Collected data entries:
= = = = = = =

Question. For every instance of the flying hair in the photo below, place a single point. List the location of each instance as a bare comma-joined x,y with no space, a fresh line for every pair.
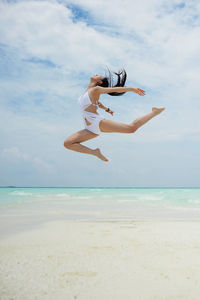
108,81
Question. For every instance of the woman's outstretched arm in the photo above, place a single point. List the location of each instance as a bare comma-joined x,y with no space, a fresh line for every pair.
103,90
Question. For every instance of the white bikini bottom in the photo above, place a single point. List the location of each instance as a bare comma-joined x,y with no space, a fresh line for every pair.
91,121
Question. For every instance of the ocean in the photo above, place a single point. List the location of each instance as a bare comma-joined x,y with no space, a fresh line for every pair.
24,207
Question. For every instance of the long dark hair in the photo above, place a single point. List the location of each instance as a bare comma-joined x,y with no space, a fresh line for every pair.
108,81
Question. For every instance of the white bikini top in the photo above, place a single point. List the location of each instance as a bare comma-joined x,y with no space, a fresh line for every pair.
84,101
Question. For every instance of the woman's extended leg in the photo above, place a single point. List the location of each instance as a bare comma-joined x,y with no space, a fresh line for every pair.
74,140
111,126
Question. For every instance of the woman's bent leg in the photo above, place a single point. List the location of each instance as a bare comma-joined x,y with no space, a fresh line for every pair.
74,140
111,126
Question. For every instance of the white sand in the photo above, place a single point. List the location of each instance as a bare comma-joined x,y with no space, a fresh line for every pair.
68,260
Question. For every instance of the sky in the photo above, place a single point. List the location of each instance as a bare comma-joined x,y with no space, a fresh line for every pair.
48,52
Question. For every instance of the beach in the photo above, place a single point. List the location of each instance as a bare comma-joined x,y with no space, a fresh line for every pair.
99,244
102,260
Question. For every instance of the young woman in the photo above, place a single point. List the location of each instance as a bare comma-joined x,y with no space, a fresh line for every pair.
95,123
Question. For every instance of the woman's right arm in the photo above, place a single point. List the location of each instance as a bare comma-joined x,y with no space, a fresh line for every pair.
103,90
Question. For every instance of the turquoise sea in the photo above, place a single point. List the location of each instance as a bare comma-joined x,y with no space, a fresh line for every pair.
21,207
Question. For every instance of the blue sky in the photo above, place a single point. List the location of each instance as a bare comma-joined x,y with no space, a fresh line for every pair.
49,50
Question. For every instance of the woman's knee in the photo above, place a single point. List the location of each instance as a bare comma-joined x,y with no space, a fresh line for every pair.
131,128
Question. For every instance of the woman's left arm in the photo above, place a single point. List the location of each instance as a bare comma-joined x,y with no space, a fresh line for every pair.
107,109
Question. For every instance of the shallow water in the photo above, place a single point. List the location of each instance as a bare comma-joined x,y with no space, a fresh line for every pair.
21,207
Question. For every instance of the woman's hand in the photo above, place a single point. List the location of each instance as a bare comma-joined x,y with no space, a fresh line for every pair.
111,112
139,91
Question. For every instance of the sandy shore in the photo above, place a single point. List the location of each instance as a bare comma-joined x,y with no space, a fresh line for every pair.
68,260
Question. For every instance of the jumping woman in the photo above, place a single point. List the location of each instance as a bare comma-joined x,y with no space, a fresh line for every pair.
95,123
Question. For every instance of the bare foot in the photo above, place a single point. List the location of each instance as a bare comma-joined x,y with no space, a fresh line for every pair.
100,155
158,110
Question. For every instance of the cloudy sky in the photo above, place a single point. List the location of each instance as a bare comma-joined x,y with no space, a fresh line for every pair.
49,50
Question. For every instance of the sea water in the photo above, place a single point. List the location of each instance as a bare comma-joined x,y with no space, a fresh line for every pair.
21,207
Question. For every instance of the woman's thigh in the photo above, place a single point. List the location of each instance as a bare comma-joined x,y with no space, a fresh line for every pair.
112,126
80,136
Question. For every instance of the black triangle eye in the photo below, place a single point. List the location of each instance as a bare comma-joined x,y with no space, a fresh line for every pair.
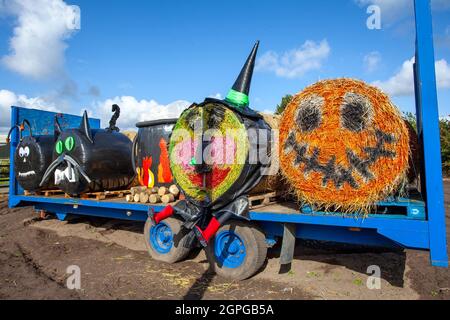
309,113
356,112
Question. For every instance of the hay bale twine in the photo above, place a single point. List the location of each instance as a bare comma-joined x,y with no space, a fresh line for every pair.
343,145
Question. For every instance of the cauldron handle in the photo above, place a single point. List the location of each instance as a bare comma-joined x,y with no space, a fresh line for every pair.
22,127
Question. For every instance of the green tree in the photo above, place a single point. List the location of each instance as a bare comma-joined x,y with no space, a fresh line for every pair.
284,102
444,128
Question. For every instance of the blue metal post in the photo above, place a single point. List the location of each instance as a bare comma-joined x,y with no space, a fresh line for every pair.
12,148
428,129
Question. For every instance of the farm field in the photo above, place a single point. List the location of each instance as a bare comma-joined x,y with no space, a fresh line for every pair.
34,256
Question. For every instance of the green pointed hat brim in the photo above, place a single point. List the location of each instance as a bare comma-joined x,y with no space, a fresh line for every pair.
237,98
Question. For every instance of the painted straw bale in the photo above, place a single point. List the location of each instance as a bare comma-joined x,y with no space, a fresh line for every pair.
343,145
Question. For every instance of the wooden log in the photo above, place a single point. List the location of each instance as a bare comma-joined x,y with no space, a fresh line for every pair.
168,198
173,189
154,198
143,197
162,191
154,190
137,190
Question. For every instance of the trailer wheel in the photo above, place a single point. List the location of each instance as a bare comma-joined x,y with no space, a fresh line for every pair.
167,241
237,251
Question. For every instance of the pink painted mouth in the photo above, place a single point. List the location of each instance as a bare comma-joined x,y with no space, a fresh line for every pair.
220,151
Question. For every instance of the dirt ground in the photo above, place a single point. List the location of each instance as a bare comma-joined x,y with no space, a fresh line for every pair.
35,255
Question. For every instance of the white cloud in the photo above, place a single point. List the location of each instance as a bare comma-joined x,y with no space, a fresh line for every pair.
296,62
38,42
216,96
371,61
402,83
133,110
9,98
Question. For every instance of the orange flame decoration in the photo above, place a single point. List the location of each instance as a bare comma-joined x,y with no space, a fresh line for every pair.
164,173
145,175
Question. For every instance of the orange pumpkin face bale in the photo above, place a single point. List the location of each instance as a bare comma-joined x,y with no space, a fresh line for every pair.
343,144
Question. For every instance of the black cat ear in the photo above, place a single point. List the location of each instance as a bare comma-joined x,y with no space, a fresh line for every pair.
85,128
57,130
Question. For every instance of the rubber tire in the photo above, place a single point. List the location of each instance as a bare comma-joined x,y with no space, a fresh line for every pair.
177,252
256,251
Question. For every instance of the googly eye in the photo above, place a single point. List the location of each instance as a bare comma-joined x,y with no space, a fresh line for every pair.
69,143
356,112
309,113
59,147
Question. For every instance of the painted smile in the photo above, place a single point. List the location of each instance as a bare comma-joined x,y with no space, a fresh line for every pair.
337,173
27,174
72,172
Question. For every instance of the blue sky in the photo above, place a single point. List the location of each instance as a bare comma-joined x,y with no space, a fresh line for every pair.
154,57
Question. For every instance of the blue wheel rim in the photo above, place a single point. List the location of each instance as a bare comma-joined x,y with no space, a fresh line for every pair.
161,238
229,249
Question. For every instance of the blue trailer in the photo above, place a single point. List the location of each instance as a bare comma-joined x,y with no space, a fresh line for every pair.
239,248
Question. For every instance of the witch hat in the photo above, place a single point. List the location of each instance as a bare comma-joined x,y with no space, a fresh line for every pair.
238,95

= = = = = = =

**TO BE DONE**
Every line from the one containing "Question. For every instance of the painted smile" through the last line must be copied exactly; leave out the rest.

**REPLY**
Question. For every instance of the painted smile in the photo above, place a single point. List the location of each instance as a bare comma-joined x,y with no space, a fresh line for every pair.
337,173
27,174
72,172
Question. For every instance of the blue sky in the photo above, place a single point. List the location of each instance as a bare comma-joined x,y with no space, a fresh line for every pair.
154,57
Question. For every instance of the blue wheel rim in the photo above, place a single point. List the location of each instance as a bare comma-joined x,y with no space, a fresh line for every pair.
161,238
229,249
Question. For every instance of the blue trailer in the photo above, place a single point. List the location of each instance as a bare comma-joined x,y with no space, a fresh line for every pair.
239,248
Question. For every instance of the witch hat in the photo above, place a single point. List the location of each instance as a bare comma-joined x,y with no space, a fresh line for every pair.
238,95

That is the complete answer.